(This blog tells my family's story. To see more, click "blog" at the top of this webpage.)
Beth’s first day of high school passed smoothly—with support systems in place. Her favorite plan allowed her to sit next to a friend in each class. They photocopied their class notes, handled her bookbag, and left class early with her. With heavy books still a challenge for Beth to manipulate, we kept a set of textbooks at home. She also had a small plain table to use as a desk in each classroom. Involuntary muscle spasms made her legs bounce straight out, rigid. Her good friends could safely bend her knee to “break” the spasm and put her foot back on the wheelchair footrest.
“I had a small group of very close friends who helped me in many ways,” Beth said.
The second day of school, I followed my daughters down the hall from a distance, purposely looking down on the way to my new job. Thankfully, no one talked to me. Perhaps they didn’t know what to say, or maybe they respected my obvious desire to be left alone.
—————
*Exercise task*
Summarize the blog excerpt about Beth's first days of high school in two sentences. The rows have nothing to do with the blog excerpt.
—————
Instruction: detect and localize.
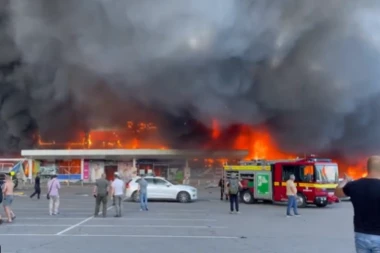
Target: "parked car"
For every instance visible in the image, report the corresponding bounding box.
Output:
[126,176,198,203]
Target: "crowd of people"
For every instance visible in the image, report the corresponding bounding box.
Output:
[0,156,380,253]
[93,172,148,217]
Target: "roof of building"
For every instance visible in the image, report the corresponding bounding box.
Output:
[21,149,248,160]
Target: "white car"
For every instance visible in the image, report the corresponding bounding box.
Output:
[126,176,198,203]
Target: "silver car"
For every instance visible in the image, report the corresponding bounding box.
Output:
[126,176,198,203]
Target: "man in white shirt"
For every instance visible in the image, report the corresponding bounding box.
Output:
[112,174,125,217]
[286,174,300,217]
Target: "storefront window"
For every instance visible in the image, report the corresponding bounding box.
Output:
[56,160,81,175]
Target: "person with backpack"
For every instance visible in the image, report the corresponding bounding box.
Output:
[227,173,243,214]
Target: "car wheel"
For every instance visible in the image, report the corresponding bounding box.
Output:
[297,193,307,208]
[132,191,140,202]
[177,192,190,203]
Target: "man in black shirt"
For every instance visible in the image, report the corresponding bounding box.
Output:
[335,156,380,253]
[30,173,41,199]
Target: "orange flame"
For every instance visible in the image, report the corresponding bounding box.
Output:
[212,119,221,140]
[234,125,296,159]
[38,121,167,149]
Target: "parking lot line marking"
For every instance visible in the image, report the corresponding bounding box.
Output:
[56,216,94,235]
[56,206,113,235]
[85,216,217,222]
[13,217,217,222]
[5,224,228,229]
[10,224,81,227]
[10,217,85,220]
[0,234,240,240]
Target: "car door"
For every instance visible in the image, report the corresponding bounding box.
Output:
[154,178,175,199]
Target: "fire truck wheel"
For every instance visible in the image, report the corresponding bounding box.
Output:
[132,191,140,202]
[177,192,190,203]
[297,193,307,208]
[241,190,254,204]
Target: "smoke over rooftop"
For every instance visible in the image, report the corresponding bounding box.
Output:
[0,0,380,158]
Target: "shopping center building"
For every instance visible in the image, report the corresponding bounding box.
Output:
[21,149,248,184]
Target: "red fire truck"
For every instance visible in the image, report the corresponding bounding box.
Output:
[224,156,339,207]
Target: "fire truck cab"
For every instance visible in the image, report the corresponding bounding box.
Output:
[224,157,339,207]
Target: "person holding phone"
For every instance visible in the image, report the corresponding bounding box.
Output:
[335,156,380,253]
[93,173,109,217]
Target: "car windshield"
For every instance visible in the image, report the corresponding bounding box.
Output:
[315,164,339,183]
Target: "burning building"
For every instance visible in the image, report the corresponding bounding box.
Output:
[0,0,380,182]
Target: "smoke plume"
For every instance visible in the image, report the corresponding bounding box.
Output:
[0,0,380,155]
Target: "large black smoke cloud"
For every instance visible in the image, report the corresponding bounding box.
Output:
[0,0,380,155]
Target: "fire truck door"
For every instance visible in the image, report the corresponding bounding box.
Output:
[254,171,273,200]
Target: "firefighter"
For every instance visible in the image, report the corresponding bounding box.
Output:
[219,178,228,200]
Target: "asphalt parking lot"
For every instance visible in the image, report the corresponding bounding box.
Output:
[0,187,354,253]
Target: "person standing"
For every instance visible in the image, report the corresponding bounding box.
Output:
[111,172,120,206]
[335,156,380,253]
[47,175,61,215]
[286,174,300,217]
[30,173,41,199]
[2,174,16,223]
[138,176,148,211]
[219,178,228,200]
[93,173,110,217]
[227,173,242,214]
[112,174,125,217]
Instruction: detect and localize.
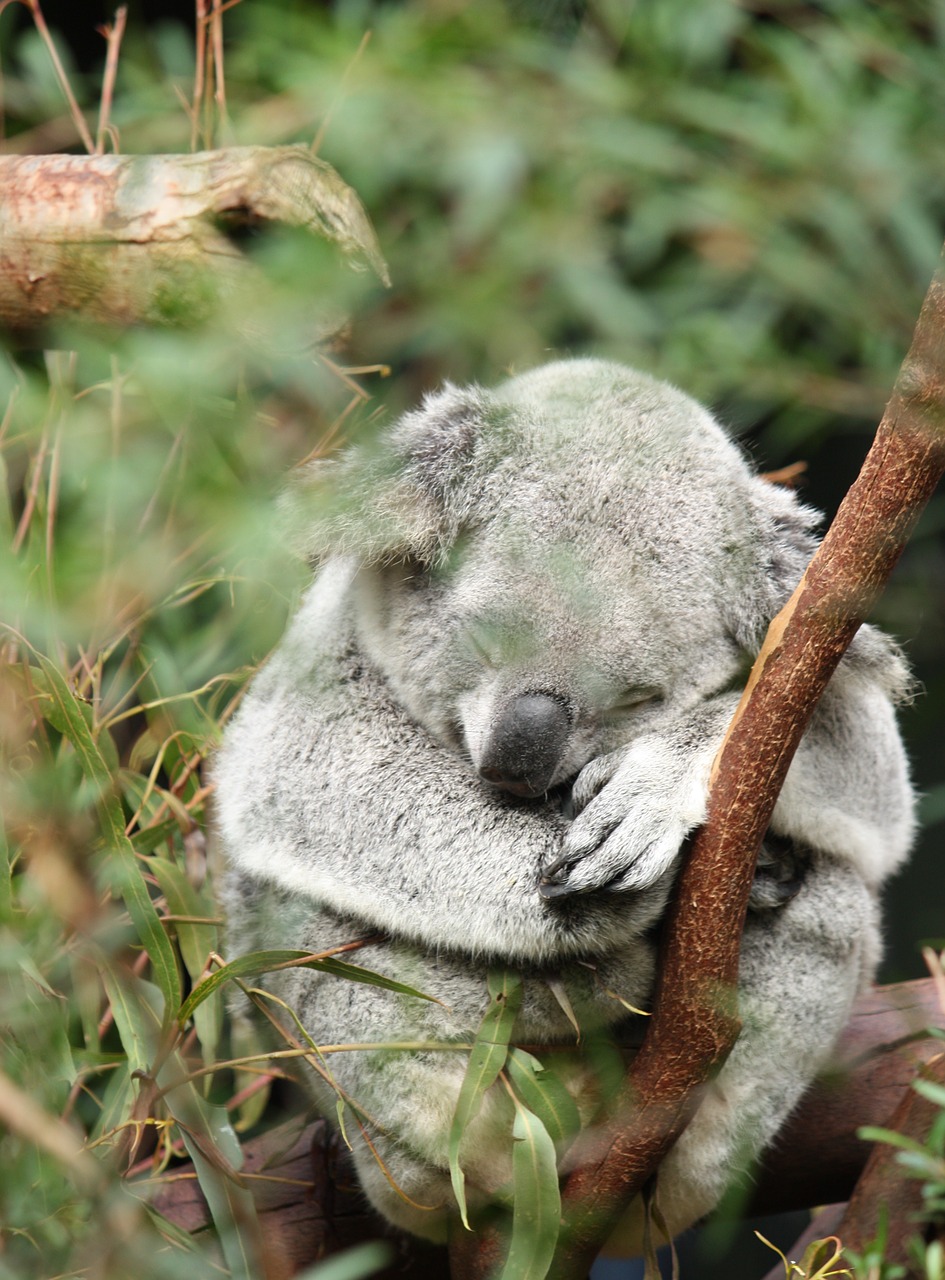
—————
*Expected answer*
Beth's first day of high school went smoothly because of support systems: a friend sat beside her in each class to photocopy notes, handle her bookbag, leave early with her, and bend her knee to break leg spasms, and she also had a set of textbooks kept at home and a small table to use as a desk in each classroom. On the second day, the writer followed the daughters down the hall from a distance while looking down on the way to a new job, and no one spoke.